Try it:
Each entry should be transcribed exactly as written, and any picture left out.

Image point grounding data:
[Start of section]
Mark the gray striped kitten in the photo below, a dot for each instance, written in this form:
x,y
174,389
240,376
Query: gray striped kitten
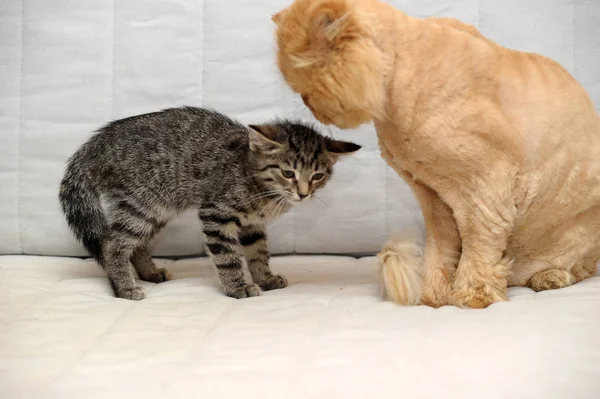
[End of section]
Answer box:
Mark the gray striped kitten in the photo below, a dot for each instance, written in this form:
x,y
174,389
240,376
Query: gray striped kitten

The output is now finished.